**Compito assegnato 1**
Trascriva fedelmente la parte del brano su Yitzchak e Pesach che inizia con "Come si deve" e termina con "in casa sua.".
**Compito assegnato 2**
Secondo il brano su Yitzchak e Pesach, che cosa fece cuocere Lot per i suoi ospiti?

**Blocco di testo**

== == ==

E disse il Signore: «Tornerò da te fra un anno a questa data e allora Sarah, tua moglie, avrà un figlio» (Genesi 18:10).

Nel commentare questo versetto, Rashi spiega: Era Pesach, e durante Pesach dell’anno successivo nacque Yitzchak”. Tale affermazione è ripresa in realtà dal Talmud, come si legge nel Trattato di Rosh Hashanah (10a): “Rabbi Eliezer ha detto: Yitzchak nacque durante Pesach. Come lo sappiamo? È scritto:  «Al tempo fissato [moed, che significa anche festa] tornerò da te alla stessa data e Sarah avrà un figlio». 

Come si deve intendere tutto ciò? Come può esserci un legame tra questo evento e Pesach, se ai tempi di Abramo tale festività non esisteva?

La questione diviene ancora più paradossale se si considera il continuo della narrazione. Dopo l’annuncio della nascita di Yitzchak, gli angeli si dirigono a Sodoma, dove vengono accolti con grande premura da Lot, nipote di Avraham, che li ospita in casa sua.

“Egli (Lot) preparò per loro un banchetto, fece cuocere le azzime (matzot) e così mangiarono” (Genesi 19:3).

== == ==

**Dati forniti**
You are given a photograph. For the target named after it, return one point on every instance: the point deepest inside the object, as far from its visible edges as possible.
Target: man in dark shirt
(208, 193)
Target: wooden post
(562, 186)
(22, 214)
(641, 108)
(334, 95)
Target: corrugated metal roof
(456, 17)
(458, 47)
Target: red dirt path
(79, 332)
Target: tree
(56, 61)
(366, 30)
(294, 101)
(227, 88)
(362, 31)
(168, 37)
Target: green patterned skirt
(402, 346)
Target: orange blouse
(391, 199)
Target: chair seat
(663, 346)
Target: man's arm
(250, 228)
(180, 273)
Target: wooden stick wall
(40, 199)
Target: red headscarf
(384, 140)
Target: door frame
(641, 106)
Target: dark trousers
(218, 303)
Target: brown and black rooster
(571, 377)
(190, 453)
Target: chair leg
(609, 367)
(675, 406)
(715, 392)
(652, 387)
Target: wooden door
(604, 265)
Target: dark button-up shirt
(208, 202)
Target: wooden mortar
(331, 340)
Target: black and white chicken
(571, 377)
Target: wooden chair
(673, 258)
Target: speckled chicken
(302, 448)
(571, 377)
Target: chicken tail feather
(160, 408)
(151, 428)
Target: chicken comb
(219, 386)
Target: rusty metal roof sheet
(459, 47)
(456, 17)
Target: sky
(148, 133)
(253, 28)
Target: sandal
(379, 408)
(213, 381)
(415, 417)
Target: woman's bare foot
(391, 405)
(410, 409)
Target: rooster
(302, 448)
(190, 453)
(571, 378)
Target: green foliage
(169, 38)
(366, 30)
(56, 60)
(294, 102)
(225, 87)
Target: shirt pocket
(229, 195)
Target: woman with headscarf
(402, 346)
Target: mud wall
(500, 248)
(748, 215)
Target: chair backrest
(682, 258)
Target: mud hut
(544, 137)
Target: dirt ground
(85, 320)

== == ==

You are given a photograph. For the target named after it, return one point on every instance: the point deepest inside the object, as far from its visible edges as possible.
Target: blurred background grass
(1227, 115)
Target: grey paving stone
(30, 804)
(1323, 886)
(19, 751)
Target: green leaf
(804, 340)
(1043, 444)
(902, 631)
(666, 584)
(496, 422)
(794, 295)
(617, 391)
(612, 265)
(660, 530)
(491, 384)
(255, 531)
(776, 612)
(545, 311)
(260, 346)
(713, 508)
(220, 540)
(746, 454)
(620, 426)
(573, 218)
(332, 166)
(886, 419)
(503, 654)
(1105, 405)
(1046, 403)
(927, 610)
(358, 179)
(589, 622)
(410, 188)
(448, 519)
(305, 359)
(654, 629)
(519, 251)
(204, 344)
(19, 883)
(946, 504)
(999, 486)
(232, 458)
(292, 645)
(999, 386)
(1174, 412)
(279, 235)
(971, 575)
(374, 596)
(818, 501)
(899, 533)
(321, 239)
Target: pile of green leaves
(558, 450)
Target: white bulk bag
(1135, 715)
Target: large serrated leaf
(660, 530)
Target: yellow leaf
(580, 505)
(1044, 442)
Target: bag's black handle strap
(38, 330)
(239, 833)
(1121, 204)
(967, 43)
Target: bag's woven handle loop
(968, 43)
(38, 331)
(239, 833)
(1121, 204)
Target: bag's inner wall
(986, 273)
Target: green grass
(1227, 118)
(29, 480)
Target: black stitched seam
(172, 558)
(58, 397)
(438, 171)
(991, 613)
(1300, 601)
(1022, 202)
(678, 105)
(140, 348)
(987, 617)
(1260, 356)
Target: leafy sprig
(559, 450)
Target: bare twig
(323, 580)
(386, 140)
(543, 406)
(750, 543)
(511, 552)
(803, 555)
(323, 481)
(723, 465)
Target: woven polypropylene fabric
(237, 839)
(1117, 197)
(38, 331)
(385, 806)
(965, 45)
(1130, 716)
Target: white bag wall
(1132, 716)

== == ==

**Risultato dell'esercizio 1**
Come si deve intendere tutto ciò? Come può esserci un legame tra questo evento e Pesach, se ai tempi di Abramo tale festività non esisteva?

La questione diviene ancora più paradossale se si considera il continuo della narrazione. Dopo l’annuncio della nascita di Yitzchak, gli angeli si dirigono a Sodoma, dove vengono accolti con grande premura da Lot, nipote di Avraham, che li ospita in casa sua.

**Risultato dell'esercizio 2**
Le azzime (matzot).